What the task asks: From the first line to the last, reproduce the records below exactly, omitting any picture.

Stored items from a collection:
--------------------------------

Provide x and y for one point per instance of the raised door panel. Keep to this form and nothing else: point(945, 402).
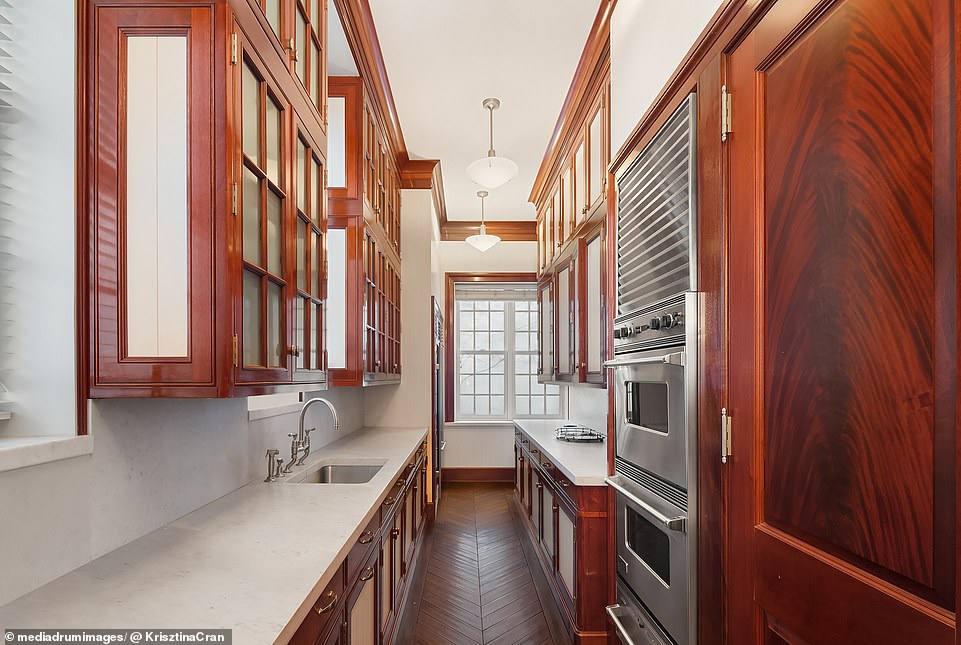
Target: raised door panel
point(549, 514)
point(593, 312)
point(597, 154)
point(362, 606)
point(843, 338)
point(151, 197)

--------------------------------

Answer for this exercise:
Provide x and y for one point per instance of the raised door panel. Keep to this form and nothing else: point(945, 402).
Target: raised door panel
point(549, 514)
point(593, 312)
point(597, 154)
point(362, 606)
point(843, 338)
point(151, 197)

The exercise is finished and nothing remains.